§ **Requirement**: Pull out each line below that contains the string "ground". Case matters.

§ **Given data**:
+ + + +

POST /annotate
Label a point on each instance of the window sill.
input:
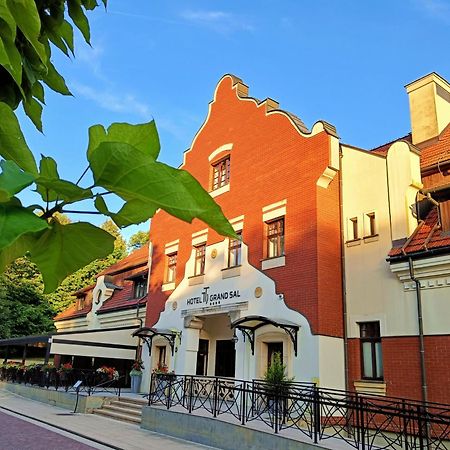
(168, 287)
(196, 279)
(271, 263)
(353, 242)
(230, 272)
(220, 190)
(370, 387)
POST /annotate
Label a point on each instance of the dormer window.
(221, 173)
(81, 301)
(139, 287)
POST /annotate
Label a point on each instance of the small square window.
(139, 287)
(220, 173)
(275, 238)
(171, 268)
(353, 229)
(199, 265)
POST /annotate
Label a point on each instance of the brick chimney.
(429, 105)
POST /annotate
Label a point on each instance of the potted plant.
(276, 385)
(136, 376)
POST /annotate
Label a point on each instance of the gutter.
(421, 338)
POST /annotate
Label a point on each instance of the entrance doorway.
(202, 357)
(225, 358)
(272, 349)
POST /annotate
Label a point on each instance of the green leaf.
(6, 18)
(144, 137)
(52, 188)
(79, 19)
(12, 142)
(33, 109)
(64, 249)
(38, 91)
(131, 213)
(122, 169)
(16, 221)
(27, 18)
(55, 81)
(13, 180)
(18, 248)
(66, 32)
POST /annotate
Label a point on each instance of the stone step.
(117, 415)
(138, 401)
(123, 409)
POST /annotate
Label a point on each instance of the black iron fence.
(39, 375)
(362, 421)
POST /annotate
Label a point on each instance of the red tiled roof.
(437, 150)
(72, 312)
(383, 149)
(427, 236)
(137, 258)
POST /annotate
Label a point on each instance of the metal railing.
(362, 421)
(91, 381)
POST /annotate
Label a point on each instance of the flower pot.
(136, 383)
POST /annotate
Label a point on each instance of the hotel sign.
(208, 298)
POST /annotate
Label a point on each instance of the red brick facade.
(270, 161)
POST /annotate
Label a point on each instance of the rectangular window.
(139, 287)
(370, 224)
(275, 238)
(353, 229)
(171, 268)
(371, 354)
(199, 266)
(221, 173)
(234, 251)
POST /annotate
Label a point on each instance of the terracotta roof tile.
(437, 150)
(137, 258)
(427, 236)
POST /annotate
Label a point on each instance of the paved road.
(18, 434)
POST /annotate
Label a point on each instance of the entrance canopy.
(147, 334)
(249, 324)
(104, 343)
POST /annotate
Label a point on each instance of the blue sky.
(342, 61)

+ + + +

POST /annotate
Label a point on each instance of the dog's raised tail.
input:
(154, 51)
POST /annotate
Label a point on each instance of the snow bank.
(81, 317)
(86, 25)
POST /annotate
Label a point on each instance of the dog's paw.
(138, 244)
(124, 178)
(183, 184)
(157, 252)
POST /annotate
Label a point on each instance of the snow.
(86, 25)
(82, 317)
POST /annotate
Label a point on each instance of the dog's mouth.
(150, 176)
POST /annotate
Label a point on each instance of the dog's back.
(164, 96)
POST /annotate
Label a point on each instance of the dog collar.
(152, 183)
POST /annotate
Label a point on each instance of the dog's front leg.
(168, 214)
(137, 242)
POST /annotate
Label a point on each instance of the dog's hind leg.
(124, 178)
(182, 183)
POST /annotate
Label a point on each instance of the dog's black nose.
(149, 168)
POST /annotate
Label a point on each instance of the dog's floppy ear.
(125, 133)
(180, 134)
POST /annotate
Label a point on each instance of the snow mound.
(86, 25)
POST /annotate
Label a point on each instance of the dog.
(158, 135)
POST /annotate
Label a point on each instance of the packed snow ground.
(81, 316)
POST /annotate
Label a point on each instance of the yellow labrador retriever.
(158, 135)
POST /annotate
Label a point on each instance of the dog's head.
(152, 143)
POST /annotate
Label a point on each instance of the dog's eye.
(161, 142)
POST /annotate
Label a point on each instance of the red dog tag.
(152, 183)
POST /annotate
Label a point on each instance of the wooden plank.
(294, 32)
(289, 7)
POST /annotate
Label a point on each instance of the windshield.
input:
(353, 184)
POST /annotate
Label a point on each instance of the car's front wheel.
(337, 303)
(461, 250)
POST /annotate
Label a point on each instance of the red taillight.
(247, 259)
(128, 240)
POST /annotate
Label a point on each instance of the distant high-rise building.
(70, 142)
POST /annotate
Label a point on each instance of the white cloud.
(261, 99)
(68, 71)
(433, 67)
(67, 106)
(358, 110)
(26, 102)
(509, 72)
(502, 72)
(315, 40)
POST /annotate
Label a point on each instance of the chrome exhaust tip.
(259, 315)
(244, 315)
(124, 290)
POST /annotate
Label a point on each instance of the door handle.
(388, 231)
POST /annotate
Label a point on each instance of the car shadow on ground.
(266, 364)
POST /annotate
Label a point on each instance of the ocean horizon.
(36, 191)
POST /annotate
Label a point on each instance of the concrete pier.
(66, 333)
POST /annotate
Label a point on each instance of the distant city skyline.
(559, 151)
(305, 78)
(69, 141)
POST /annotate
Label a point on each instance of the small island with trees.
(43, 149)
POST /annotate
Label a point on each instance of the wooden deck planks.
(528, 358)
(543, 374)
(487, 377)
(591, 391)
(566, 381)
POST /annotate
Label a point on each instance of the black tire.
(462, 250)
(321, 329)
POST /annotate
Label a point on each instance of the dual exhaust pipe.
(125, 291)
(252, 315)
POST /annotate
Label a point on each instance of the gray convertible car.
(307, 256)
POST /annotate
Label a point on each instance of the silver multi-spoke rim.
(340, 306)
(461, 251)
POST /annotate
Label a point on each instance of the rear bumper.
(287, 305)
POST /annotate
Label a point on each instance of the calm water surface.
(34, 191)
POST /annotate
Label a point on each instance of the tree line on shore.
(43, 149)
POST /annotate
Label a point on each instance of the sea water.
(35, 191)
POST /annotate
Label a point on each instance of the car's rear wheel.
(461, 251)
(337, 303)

+ + + +

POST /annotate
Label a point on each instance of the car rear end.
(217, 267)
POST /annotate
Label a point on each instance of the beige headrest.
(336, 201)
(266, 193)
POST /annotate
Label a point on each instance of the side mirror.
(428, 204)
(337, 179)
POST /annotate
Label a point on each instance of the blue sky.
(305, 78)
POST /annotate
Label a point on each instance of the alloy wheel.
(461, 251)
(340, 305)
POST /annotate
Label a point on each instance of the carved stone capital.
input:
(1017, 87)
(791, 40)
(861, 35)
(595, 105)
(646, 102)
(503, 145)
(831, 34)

+ + + +

§ **Exercise answer**:
Label a point on each instance of the packed snow ground.
Label a point on each instance of the car shadow on ground.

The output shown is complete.